Source passage »
# Predicting avoidant coping in individuals recently diagnosed with serious illness: a cross-sectional study

**Authors:** Isabella Rasthøj Holst, Sussi Friis Buhl, Trine Thilsing, Maria Munch Storsveen, Sonja Wehberg, Tina Birgitte Wisbech Carstensen, Dorte Ejg Jarbøl

PMC · DOI: 10.3389/fpsyg.2026.1773360 · Frontiers in Psychology · 2026-03-09

## TL;DR

This study found that avoidant coping behaviors in people recently diagnosed with serious illness cannot be reliably predicted using health and socioeconomic factors.

## Contribution

The novel contribution is demonstrating that predictive models for avoidant coping have poor accuracy in recently diagnosed serious illness patients.

## Key findings

- 13.4% of recently diagnosed individuals showed high avoidant coping.
- High avoidance was linked to female sex, lower education, shorter life-expectancy, and poor social support.
- Predictive models had poor discriminative capacity (AUC 0.62).

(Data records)
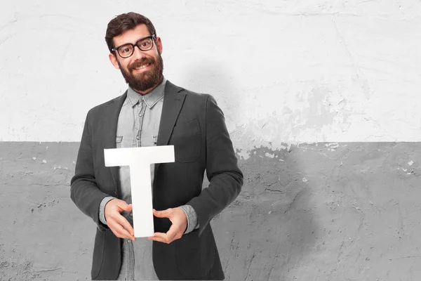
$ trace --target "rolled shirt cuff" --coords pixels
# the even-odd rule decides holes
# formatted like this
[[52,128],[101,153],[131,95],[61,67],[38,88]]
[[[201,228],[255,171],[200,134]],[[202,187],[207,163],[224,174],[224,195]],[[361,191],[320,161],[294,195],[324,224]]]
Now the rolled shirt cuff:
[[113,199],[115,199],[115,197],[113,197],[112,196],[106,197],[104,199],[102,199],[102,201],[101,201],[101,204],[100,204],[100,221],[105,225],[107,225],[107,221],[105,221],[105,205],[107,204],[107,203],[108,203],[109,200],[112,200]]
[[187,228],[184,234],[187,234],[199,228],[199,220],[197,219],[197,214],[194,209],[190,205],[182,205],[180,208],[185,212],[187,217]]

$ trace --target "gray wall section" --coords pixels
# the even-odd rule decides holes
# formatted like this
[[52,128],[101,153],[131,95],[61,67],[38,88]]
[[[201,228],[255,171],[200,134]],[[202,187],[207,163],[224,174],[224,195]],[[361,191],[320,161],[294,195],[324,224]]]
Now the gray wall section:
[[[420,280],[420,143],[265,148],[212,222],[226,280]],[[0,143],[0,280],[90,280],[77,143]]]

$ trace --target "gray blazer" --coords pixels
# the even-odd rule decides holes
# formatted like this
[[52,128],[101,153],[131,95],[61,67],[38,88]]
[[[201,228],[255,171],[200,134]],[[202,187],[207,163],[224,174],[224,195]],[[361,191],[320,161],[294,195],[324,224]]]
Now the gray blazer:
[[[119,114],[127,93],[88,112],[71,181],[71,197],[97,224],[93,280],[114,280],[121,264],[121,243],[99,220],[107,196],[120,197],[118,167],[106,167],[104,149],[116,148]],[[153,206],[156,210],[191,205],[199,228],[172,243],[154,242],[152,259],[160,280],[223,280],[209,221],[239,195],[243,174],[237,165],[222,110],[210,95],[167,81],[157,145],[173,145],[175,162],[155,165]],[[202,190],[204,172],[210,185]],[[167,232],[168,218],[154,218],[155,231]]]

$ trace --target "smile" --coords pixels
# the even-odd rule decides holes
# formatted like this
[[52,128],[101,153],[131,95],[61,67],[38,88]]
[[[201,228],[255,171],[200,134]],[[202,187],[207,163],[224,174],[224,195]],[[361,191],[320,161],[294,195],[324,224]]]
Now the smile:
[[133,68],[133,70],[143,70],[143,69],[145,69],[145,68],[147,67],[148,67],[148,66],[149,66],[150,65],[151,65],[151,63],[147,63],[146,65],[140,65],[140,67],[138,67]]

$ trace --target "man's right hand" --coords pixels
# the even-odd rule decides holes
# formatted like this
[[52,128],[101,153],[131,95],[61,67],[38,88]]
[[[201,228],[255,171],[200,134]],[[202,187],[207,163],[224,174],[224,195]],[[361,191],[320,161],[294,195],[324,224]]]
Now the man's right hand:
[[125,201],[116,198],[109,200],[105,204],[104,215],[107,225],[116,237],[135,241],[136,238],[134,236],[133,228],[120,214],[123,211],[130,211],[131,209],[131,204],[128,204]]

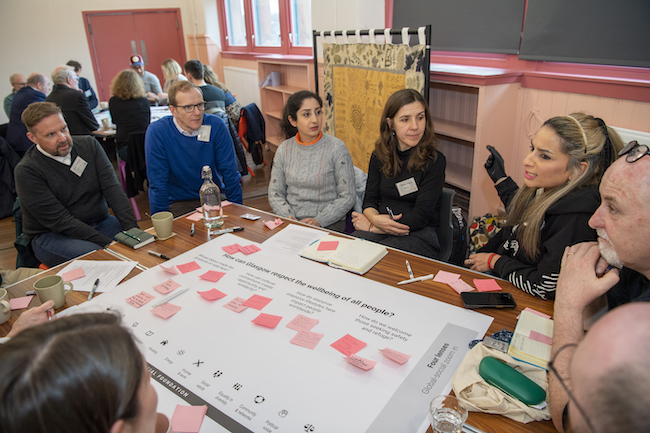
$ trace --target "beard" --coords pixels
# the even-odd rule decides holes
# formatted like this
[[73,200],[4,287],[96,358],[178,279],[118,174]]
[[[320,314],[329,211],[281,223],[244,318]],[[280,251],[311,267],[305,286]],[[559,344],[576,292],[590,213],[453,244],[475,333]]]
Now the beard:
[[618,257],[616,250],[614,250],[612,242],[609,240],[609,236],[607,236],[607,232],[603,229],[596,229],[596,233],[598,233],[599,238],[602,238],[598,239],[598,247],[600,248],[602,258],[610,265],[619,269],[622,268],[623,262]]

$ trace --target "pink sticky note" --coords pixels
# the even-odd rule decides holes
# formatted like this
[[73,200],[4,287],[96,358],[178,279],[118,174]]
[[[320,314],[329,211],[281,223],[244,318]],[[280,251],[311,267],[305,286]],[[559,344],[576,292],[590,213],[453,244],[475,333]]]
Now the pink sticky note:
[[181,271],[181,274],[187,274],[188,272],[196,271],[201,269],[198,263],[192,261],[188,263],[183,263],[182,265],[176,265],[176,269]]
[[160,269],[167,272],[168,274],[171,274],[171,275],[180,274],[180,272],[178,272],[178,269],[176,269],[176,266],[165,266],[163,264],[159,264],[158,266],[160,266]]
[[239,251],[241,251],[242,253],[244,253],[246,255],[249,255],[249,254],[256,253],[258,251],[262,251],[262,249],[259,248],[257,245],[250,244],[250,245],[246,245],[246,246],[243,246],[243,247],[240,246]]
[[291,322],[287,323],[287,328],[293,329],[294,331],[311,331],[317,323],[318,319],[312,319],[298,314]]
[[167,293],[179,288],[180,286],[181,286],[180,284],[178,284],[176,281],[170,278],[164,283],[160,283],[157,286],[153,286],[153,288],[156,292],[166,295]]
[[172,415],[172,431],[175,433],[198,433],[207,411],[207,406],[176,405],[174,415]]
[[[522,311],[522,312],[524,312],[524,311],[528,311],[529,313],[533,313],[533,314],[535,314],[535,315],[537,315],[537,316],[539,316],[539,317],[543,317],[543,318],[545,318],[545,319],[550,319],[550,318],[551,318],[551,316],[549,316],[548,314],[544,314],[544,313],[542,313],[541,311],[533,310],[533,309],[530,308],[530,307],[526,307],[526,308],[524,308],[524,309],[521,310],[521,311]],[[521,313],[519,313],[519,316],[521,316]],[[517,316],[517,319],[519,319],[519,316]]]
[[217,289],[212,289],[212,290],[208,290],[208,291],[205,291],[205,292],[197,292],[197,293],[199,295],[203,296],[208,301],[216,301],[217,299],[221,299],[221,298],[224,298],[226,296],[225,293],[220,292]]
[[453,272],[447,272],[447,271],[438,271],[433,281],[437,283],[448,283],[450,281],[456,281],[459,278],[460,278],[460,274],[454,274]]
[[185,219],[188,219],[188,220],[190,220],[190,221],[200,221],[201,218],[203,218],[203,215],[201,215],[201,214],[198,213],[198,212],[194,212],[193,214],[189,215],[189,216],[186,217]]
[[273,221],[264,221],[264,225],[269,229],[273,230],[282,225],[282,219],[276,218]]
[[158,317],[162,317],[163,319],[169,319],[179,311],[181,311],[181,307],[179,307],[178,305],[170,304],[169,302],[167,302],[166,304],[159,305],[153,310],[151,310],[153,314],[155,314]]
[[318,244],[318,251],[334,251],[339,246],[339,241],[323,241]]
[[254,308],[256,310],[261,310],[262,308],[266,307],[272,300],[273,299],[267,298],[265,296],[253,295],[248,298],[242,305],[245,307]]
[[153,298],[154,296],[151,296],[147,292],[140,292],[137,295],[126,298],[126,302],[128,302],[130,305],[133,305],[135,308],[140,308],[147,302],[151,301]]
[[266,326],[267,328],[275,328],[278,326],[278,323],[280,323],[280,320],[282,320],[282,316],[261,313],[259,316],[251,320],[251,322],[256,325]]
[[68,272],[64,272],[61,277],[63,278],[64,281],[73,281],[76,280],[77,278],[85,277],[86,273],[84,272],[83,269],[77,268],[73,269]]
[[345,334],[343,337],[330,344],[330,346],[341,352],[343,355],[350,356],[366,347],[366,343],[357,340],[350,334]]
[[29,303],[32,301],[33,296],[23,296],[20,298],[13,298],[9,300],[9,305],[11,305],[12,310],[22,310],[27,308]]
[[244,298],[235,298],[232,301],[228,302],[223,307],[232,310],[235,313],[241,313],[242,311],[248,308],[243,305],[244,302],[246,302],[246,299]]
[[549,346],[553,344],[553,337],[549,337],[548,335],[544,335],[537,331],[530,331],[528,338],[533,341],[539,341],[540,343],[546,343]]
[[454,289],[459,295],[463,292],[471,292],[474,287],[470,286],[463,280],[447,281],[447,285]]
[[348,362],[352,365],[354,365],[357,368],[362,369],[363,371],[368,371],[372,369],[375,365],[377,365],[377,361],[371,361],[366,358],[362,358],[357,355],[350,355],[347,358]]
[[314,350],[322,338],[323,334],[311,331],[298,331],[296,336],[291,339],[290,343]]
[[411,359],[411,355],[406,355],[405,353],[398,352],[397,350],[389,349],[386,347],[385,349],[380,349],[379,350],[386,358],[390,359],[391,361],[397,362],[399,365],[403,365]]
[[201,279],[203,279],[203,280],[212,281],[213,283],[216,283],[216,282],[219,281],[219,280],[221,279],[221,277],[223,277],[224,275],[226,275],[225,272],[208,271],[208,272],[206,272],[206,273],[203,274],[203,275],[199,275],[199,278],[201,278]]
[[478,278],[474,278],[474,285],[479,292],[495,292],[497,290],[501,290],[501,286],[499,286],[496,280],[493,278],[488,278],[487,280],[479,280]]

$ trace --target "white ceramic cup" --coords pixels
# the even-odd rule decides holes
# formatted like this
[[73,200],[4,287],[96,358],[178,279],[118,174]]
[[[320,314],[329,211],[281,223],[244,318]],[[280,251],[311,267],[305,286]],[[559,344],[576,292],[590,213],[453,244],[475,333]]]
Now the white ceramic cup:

--

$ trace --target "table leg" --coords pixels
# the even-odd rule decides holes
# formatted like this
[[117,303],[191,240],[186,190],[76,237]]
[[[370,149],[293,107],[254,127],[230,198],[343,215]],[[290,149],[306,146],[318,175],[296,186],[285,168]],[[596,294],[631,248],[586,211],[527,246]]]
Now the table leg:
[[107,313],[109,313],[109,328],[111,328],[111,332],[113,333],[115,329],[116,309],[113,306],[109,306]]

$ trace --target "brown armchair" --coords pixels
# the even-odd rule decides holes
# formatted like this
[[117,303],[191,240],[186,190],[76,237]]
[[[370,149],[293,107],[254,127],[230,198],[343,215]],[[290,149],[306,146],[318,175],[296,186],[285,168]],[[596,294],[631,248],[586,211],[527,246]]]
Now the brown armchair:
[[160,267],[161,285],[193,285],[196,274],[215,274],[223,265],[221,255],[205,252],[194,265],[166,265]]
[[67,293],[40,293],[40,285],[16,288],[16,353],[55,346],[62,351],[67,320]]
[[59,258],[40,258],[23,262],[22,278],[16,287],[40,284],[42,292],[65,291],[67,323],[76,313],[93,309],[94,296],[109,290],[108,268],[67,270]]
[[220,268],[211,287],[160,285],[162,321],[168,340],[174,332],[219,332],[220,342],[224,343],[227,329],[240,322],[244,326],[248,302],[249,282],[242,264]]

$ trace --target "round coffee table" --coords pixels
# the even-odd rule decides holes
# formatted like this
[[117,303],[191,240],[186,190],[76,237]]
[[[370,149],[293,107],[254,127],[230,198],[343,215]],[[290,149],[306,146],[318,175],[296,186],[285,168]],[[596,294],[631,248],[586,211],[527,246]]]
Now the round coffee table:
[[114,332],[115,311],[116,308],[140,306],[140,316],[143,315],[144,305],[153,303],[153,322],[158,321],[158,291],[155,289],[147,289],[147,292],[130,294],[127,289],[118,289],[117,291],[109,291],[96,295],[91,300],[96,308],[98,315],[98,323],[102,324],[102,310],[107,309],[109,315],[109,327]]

Tasks to complete »
1. Say whether each statement agrees with the study summary, answering yes or no and quoting the deciding words: (a) 13.4% of recently diagnosed individuals showed high avoidant coping; (b) high avoidance was linked to male sex; (c) the predictive models showed strong discriminative capacity.
2. Please reproduce the study summary word for word, starting with "This study found" and going on through "capacity (AUC 0.62).".
3. According to the study summary, what AUC did the predictive models reach?

Per-task answers »
1.
(a) Yes: "13.4% of recently diagnosed individuals showed high avoidant coping."
(b) No: "High avoidance was linked to female sex"
(c) No: "Predictive models had poor discriminative capacity (AUC 0.62)."

2.
This study found that avoidant coping behaviors in people recently diagnosed with serious illness cannot be reliably predicted using health and socioeconomic factors.

## Contribution

The novel contribution is demonstrating that predictive models for avoidant coping have poor accuracy in recently diagnosed serious illness patients.

## Key findings

- 13.4% of recently diagnosed individuals showed high avoidant coping.
- High avoidance was linked to female sex, lower education, shorter life-expectancy, and poor social support.
- Predictive models had poor discriminative capacity (AUC 0.62).

3. The predictive models had an AUC of 0.62.